▶ **INSTRUCTION**
In the material below, repeat only the lines from the one that holds "Could you put a marker on the person's leg" through the final line, exactly as they stand.

▶ **Point annotation records**
= = = =
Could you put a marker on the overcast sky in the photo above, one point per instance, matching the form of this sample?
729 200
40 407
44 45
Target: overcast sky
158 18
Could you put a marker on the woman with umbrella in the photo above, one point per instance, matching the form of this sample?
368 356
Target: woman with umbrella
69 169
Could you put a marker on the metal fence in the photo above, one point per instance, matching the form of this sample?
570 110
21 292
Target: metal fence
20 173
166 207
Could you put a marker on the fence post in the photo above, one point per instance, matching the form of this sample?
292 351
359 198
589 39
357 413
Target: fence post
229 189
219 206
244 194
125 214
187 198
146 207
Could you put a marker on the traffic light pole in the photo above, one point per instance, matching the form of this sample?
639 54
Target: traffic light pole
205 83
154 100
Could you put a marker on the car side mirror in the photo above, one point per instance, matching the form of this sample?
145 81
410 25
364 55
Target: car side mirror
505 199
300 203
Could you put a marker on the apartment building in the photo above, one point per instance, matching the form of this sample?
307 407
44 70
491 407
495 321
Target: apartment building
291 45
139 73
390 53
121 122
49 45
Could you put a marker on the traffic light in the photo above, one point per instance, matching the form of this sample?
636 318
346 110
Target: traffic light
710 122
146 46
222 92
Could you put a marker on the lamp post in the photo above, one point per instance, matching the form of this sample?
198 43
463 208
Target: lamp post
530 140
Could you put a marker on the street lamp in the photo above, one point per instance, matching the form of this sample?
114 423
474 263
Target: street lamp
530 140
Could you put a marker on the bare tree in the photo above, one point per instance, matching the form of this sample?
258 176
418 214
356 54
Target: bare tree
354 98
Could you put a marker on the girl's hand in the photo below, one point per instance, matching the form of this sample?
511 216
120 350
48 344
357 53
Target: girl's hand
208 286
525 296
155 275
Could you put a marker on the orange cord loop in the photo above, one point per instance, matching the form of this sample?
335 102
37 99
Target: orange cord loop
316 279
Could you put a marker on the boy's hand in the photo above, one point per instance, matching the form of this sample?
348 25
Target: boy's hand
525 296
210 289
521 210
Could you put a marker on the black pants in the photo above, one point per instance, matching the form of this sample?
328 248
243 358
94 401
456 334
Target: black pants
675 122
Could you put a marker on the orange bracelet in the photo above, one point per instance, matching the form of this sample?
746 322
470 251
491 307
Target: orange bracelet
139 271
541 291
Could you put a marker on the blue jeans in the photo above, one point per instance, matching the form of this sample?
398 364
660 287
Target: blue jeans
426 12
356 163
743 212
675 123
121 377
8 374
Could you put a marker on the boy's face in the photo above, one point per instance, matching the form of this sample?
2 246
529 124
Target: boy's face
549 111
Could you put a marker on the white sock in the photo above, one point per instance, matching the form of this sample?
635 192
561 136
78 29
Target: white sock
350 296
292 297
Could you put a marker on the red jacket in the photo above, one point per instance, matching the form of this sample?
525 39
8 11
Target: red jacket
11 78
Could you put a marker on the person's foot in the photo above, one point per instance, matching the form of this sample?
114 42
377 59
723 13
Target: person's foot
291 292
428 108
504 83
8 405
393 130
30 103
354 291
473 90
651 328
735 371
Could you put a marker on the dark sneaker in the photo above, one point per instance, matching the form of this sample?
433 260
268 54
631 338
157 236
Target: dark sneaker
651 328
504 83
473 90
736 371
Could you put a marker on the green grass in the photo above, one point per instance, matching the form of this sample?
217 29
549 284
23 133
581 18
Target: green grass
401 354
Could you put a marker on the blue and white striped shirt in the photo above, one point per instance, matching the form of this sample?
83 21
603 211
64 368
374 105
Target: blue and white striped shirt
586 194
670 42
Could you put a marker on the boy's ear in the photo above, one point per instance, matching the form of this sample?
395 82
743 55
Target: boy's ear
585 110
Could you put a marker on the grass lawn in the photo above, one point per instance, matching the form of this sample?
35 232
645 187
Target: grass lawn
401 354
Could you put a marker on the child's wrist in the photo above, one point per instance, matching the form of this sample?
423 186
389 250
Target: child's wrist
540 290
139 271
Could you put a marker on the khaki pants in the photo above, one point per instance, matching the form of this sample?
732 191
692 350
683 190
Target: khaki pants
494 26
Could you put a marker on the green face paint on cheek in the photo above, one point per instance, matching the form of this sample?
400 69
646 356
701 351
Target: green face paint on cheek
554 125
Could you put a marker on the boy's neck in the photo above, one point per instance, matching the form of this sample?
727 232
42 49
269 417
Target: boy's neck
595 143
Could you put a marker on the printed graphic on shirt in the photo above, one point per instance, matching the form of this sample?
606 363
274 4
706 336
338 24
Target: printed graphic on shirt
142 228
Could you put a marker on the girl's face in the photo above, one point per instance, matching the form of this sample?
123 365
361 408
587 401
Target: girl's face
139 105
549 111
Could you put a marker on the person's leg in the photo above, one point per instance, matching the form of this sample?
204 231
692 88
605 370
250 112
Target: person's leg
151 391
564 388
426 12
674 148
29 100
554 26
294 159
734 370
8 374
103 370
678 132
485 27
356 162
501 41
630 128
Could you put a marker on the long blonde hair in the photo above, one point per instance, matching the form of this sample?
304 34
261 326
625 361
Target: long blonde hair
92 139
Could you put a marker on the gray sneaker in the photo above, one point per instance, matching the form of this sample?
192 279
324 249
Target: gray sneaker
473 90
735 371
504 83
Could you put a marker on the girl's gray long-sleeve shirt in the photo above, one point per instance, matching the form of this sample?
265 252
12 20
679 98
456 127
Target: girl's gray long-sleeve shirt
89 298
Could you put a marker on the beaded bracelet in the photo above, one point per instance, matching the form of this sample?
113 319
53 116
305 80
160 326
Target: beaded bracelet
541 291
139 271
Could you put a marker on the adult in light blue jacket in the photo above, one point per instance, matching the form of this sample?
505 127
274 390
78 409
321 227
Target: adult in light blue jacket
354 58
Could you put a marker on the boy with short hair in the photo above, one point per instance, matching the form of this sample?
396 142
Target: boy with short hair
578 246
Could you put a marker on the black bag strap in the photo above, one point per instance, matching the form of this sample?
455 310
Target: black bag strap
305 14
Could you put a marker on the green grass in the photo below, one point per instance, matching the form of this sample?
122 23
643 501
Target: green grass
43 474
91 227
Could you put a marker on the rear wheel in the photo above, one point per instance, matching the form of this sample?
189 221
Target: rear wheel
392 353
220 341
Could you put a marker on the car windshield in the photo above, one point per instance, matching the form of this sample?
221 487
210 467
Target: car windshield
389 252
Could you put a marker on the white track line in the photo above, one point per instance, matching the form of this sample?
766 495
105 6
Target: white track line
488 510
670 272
= = = =
▶ **EXERCISE RESULT**
Could you put a marker on the person's leg in the photo above, one point per instance, matching the form of this sample?
204 231
692 88
605 370
250 112
Target: person's leg
151 391
564 388
426 12
674 148
29 100
554 26
294 159
734 370
8 374
103 370
678 132
485 27
356 162
501 41
630 128
Could you put a marker on the long blonde hair in the photo above, one point per instance, matching the form of this sample?
304 34
261 326
625 361
Target: long blonde hair
92 139
Could you put a marker on the gray sneaker in the photo above, one point per instance, matching the form of this sample?
192 279
324 249
Target: gray sneaker
473 90
735 371
504 83
Could you put a marker on the girl's gray long-sleeve shirt in the photo above, one point per instance, matching the form of this sample?
265 252
12 20
679 98
456 127
Target: girl's gray long-sleeve shirt
89 298
Could you put a marker on the beaded bracelet in the photo above, one point per instance, matching the form of this sample?
113 319
53 116
305 80
160 326
Target: beaded bracelet
541 291
139 271
Could you put a marker on the adult in light blue jacket in the photo above, one point per instance, matching the form of this sample?
505 127
274 390
78 409
321 227
Target: adult in light blue jacket
354 58
Could you put a marker on the boy with short hair in the photo above, one point per instance, matching the form of this sample?
396 142
Target: boy with short hair
578 246
Could you put a marker on the black bag strap in the photo above, one point per instance, matching the form of this sample?
455 310
Target: black bag strap
305 14
Could you put a marker on the green grass in the photo below, one point per instance, matching the form of this sample?
122 23
643 501
Target: green grass
43 474
91 227
Could you put a marker on the rear wheel in the photo above, one point per instance, matching the form of this sample?
189 221
Target: rear wheel
392 353
220 341
Could you put a marker on the car windshield in the photo above, one point per instance, matching the form of this sample?
221 487
210 467
Target: car windshield
389 252
Could you put a marker on the white track line in the photo above, one point per instance, matching the form of this sample?
766 495
105 6
Target: white track line
488 510
670 272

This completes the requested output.